**Text block**
──────────────────────────────
# Handgun or Musket?



## Tio Hey Seuss (Apr 24, 2017)

I was thinking about forgoing the rifle next year in exchange for either a handgun or a smooth bore muzzleloader. 
A handgun would be nice since I tend to still hunt or stalk and it would be easier to tote around the mountains. 
On the other hand, a double barrel smooth bore could be legally used to harvest every critter there's a season for in Georgia. 
Anybody have experience hunting bear with a handgun or a musket?


----------



## PappyHoel (Apr 24, 2017)

Here's what I'm going with a few times this year.  I will use it for deer or bear.
http://forum.gon.com/showthread.php?t=697558&highlight=cva+optima


----------



## Killer Kyle (Apr 25, 2017)

I like Pappy's idea. Very manageable in the brush, and even at lower velocities, a 250 gr bullet packs a punch. That looks like a really fun option!


----------



## Killer Kyle (Apr 25, 2017)

I really like Pappy's idea! Very manageable tool in the brush, and even at lower velocities, a 250 bullet packs a punch! Looks like a really fun option! I wanted to ask pappy, are you shooting 90grs powder? I thought I saw that somewhere. If so, I wanted to ask if it was for the purpose of recoil, accuracy, or just personal preference? Just curious. I just started dabbling in BP a little over a year ago and am still studying up on loads and projectiles and such things.


----------



## tree cutter 08 (Apr 26, 2017)

A good open sight 44 magnum would be a good challenge. Got a short barreled ruger that I'm gone carry some this year so well see.


----------



## 660griz (May 5, 2017)

A handgun for sure. Faster follow up shot...if needed.


----------
──────────────────────────────
**Raw data**
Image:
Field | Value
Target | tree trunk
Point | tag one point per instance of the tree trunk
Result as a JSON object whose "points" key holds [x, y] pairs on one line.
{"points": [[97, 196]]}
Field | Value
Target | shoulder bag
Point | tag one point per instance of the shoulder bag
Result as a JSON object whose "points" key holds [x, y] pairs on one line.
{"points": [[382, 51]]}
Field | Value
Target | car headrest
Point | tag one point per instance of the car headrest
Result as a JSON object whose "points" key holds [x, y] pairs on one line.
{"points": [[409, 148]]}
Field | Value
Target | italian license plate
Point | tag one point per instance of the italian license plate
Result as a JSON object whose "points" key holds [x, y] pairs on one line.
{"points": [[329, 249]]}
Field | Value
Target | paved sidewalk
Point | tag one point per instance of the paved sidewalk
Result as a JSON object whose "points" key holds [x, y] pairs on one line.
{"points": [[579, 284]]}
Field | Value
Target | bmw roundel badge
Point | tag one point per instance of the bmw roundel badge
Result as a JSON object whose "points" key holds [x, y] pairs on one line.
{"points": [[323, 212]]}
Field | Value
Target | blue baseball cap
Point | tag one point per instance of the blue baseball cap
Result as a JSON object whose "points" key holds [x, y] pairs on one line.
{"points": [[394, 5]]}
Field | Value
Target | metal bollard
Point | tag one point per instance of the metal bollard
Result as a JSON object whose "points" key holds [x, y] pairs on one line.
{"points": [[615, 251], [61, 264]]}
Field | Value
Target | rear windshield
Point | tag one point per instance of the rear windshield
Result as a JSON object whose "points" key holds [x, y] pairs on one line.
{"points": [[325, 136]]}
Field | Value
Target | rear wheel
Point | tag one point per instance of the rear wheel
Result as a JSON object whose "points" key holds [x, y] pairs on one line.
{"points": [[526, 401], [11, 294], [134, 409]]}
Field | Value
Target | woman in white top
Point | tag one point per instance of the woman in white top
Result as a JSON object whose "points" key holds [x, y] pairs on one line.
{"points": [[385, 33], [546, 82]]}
──────────────────────────────
**Instruction A**
Reproduce the handgun-or-musket thread word for word, starting at "On the other" and ending at "deer or bear.".
**Instruction B**
In the handgun-or-musket thread, what reason does the opening poster give for each of the two options being considered? Answer in one to three sentences.
**Instruction C**
Name every distinct user who posts in the handgun-or-musket thread.

**Correct answer A**
On the other hand, a double barrel smooth bore could be legally used to harvest every critter there's a season for in Georgia. 
Anybody have experience hunting bear with a handgun or a musket?


----------



## PappyHoel (Apr 24, 2017)

Here's what I'm going with a few times this year.  I will use it for deer or bear.

**Correct answer B**
A handgun appeals because the poster tends to still hunt or stalk, and a handgun would be easier to tote around the mountains. A double barrel smooth bore appeals because it could legally be used to harvest every critter there's a season for in Georgia.

**Correct answer C**
- Tio Hey Seuss
- PappyHoel
- Killer Kyle
- tree cutter 08
- 660griz